Provided records:
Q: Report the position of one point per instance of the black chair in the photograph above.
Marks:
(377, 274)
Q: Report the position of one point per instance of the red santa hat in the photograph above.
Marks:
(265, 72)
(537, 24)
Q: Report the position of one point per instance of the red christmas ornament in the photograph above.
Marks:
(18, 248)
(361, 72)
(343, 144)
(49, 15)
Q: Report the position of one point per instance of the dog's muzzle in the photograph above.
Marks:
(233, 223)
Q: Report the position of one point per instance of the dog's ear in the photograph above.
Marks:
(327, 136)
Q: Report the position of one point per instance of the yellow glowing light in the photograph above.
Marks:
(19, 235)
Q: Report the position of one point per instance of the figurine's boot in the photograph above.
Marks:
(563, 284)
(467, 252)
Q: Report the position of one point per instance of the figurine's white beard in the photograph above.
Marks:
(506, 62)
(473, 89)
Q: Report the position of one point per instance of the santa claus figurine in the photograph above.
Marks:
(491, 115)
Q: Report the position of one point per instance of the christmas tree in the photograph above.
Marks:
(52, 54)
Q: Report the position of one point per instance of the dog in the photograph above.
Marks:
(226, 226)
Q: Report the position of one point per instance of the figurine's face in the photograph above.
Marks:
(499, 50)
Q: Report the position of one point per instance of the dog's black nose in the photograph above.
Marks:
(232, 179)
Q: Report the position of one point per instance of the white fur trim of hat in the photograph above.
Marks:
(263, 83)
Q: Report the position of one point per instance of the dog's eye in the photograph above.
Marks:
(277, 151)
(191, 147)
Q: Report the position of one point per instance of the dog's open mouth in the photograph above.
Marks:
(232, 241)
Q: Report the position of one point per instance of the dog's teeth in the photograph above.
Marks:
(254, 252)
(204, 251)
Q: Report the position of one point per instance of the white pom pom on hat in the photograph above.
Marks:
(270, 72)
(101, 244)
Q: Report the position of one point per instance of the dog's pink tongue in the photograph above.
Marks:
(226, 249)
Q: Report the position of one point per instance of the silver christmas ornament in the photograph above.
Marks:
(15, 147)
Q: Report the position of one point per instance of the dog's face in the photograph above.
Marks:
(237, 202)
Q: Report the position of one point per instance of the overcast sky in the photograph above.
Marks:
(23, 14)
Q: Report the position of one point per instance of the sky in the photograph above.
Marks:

Stated problem: Write out again, unchanged, every line from the line containing "teeth in the photograph above." to the final line of the material above.

Task response:
Q: Report the position of one point per instance of the dog's teeth in the photograph above.
Marks:
(254, 252)
(204, 251)
Q: Report the position of one point per instance of the white pom pom on hat in the photograph above.
Marks:
(270, 72)
(101, 244)
Q: Report the position of one point per instance of the dog's pink tongue in the photograph above.
Marks:
(226, 249)
Q: Report the position of one point per instance of the silver christmas ornament in the photograph above.
Marks:
(15, 147)
Q: Report the position of one point per instance of the dog's face in the photograph above.
Marks:
(237, 202)
Q: Report the position of one point per instance of the overcast sky in the photograph above.
Marks:
(23, 14)
Q: Report the position of one point per instance of the sky in the photograph above.
Marks:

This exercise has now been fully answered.